**PROBLEM DESCRIPTION:** Every line from the one bearing "box: [523, 333, 600, 398]" through the last line of the entries should be printed exactly, with no other output.

**MATERIAL FOR THIS TASK:**
===

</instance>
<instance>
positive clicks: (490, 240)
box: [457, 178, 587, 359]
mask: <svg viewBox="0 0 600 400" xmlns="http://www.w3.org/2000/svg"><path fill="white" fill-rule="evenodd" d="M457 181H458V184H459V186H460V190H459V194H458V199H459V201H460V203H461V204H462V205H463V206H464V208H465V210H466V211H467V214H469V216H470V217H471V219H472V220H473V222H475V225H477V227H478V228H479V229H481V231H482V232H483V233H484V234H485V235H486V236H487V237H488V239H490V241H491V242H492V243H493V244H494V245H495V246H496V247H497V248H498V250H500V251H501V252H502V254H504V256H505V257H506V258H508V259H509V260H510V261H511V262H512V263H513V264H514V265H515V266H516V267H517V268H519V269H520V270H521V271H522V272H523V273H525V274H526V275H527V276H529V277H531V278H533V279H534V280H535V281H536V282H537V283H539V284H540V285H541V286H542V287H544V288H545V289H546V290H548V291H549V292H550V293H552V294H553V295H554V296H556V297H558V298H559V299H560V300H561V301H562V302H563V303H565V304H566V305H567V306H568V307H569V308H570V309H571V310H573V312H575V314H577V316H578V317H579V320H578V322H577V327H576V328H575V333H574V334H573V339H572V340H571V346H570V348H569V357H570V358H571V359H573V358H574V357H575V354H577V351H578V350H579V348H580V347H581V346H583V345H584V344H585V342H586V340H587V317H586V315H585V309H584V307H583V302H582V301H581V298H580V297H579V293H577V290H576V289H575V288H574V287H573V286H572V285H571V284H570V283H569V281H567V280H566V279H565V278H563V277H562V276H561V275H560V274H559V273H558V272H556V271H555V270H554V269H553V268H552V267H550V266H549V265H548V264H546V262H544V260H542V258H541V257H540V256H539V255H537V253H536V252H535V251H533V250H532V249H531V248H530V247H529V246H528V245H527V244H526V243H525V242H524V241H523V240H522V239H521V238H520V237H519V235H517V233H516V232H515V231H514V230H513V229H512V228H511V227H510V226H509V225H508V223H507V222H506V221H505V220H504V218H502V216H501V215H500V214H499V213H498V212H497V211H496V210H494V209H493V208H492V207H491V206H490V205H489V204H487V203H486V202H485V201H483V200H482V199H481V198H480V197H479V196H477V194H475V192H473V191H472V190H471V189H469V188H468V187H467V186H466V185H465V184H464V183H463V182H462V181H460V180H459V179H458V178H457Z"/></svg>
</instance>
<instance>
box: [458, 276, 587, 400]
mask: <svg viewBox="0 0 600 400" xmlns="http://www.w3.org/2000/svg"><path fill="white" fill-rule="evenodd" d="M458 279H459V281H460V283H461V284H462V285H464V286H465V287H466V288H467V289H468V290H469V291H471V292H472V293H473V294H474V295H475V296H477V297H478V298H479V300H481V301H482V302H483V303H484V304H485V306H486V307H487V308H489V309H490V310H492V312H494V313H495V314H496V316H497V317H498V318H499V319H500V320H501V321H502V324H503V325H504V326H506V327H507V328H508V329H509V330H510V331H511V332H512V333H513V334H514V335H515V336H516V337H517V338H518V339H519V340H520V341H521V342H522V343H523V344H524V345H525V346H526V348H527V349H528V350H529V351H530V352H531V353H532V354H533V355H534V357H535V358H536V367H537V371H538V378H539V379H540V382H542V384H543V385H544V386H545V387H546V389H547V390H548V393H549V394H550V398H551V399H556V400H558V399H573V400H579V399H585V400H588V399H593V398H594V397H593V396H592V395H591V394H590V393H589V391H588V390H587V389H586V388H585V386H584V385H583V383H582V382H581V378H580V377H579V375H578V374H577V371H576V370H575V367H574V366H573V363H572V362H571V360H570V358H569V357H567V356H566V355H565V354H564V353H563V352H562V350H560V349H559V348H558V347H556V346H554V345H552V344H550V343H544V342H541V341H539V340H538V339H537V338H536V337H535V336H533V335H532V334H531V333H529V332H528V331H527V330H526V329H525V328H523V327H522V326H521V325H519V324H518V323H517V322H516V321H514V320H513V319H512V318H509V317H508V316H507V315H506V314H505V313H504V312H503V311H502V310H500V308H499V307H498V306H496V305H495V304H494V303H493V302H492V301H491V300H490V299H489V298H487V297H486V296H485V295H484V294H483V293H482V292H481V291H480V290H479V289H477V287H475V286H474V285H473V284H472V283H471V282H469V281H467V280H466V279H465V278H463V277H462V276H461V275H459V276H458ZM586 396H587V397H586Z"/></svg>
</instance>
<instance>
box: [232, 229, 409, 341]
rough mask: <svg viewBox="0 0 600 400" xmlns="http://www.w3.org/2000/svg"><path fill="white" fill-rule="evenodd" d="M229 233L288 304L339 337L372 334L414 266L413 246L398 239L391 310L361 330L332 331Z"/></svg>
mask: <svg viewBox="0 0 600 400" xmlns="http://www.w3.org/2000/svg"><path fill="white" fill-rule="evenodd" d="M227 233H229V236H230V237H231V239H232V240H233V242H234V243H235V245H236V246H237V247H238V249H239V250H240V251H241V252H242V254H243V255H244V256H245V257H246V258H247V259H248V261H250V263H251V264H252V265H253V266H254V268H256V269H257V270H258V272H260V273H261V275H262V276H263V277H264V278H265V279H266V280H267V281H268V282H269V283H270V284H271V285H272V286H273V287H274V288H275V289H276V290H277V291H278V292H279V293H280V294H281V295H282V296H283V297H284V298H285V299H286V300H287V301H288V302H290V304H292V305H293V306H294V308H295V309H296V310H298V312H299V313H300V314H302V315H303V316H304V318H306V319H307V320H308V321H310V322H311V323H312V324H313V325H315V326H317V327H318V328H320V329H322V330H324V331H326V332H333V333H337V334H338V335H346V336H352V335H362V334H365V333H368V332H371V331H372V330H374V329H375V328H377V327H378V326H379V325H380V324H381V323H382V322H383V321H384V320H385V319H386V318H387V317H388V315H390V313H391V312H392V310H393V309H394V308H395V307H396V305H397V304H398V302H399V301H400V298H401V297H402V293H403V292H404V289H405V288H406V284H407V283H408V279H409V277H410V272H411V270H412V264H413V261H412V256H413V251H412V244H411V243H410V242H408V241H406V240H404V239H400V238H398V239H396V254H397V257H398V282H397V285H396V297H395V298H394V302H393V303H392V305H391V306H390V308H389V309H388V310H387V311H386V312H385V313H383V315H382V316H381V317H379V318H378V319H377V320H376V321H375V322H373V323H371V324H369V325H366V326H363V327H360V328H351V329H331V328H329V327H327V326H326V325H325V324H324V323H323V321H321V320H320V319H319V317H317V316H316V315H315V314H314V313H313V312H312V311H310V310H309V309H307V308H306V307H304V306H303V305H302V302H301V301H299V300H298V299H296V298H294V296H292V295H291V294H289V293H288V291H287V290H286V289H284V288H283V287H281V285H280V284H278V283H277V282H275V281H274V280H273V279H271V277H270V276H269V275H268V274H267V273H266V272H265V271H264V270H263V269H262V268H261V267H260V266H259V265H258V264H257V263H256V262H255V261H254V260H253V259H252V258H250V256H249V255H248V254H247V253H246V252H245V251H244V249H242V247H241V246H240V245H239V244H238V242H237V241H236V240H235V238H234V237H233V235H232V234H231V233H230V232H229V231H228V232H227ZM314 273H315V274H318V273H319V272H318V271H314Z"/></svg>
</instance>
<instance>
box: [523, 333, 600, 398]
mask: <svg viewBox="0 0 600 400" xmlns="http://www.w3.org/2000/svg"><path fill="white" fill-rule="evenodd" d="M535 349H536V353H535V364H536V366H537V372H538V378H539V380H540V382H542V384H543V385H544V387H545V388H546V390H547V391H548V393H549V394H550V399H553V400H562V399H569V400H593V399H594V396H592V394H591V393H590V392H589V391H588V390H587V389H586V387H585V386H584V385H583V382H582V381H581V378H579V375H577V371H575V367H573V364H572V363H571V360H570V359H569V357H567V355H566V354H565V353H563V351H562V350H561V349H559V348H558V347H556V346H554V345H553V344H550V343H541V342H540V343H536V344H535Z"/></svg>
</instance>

===

**RESULT FOR THIS EXERCISE:**
box: [523, 333, 600, 398]
mask: <svg viewBox="0 0 600 400" xmlns="http://www.w3.org/2000/svg"><path fill="white" fill-rule="evenodd" d="M535 349H536V353H535V364H536V366H537V372H538V378H539V380H540V382H542V384H543V385H544V387H545V388H546V390H547V391H548V393H549V394H550V399H553V400H562V399H569V400H593V399H594V396H592V394H591V393H590V392H589V391H588V390H587V389H586V387H585V386H584V385H583V382H582V381H581V378H579V375H577V371H575V367H573V364H572V363H571V360H570V359H569V357H567V355H566V354H565V353H563V351H562V350H561V349H559V348H558V347H556V346H554V345H553V344H550V343H541V342H540V343H536V344H535Z"/></svg>
</instance>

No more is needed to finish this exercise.